§ **OBJECTIF A**
Relevez dans la liste ci-dessous chaque ligne contenant la chaîne « tile » et recopiez-la telle quelle.
════════
Vous me pardonnerez, messieurs, ce petit commentaire sur l’article 17 de la
constitution.
Je voterai ou pour
l’ajournement jusqu’à la présentation d’un projet de loi par le gouvernement,
si la question est ainsi posée, ou contre la prise en considération de la
proposition des honorables MM. Seron et de Robaulx.
(Supplément au Moniteur belge, sans date ni
numérotation) M.
Mary. - Messieurs, il est des dépenses qui, alors qu’elles
sont bien appliquées, sont productives et fécondes. De ce nombre sont, bien
certainement, celles destinées à propager l’instruction primaire et gratuite,
dette que tout gouvernement constitutionnel me semble contracter vis-à-vis de
ceux dont les familles n’ont pas des moyens financiers suffisants pour la leur
procurer. Quand je parle de l’instruction primaire, je n’entends que celle qui
n’est, en réalité, qu’un simple procédé mécanique par lequel on apprend l’art
de lire, d’écrire et de calculer.
════════
§ **OBJECTIF B**
Citez textuellement le passage du texte de lecture ci-dessus qui commence aux mots « Vous me pardonnerez, messieurs, ce » et s'achève après les mots « numérotation) M. ».

§ **DONNÉES À TRAITER**
════════
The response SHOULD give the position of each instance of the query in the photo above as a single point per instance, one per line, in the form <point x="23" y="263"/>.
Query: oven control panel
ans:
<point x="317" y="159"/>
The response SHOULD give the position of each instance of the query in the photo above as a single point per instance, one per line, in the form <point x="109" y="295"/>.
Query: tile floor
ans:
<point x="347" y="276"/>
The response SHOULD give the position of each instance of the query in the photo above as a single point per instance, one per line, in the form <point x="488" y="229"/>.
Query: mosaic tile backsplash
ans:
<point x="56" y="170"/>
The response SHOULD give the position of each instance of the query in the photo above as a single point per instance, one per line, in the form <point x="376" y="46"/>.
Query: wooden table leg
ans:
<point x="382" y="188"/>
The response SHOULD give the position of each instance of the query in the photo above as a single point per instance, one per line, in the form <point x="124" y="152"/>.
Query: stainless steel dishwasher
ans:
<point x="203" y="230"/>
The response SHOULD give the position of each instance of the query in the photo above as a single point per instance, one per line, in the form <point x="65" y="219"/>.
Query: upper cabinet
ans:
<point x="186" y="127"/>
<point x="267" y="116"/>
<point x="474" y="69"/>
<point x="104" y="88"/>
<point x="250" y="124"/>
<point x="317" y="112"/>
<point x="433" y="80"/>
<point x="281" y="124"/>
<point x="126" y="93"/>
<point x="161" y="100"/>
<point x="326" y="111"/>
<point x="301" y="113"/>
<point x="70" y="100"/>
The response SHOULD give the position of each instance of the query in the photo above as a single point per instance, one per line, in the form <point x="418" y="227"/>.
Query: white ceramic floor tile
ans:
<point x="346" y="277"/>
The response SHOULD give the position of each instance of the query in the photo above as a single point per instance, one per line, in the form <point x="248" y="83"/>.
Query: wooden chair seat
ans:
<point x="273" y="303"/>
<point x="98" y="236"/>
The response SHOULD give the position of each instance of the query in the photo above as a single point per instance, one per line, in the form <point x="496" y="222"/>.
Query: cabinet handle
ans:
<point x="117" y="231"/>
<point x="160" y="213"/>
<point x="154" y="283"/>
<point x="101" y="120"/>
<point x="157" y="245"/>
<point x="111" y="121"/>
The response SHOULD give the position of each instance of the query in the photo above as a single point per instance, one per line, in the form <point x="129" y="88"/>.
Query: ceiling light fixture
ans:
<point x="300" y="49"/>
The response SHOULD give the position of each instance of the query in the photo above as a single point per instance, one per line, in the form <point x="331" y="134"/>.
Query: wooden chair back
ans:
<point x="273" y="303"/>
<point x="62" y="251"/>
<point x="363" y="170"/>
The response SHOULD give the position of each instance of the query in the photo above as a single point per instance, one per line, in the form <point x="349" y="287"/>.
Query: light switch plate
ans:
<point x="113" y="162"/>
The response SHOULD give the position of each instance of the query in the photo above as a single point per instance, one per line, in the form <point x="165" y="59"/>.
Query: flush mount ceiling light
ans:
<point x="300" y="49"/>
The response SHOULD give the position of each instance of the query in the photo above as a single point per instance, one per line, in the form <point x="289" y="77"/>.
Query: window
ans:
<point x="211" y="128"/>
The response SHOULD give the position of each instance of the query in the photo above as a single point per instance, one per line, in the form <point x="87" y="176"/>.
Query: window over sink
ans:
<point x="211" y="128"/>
════════
§ **RÉPONSE A**
Query: tile floor
Query: mosaic tile backsplash
Query: white ceramic floor tile

§ **RÉPONSE B**
Vous me pardonnerez, messieurs, ce petit commentaire sur l’article 17 de la
constitution.
Je voterai ou pour
l’ajournement jusqu’à la présentation d’un projet de loi par le gouvernement,
si la question est ainsi posée, ou contre la prise en considération de la
proposition des honorables MM. Seron et de Robaulx.
(Supplément au Moniteur belge, sans date ni
numérotation) M.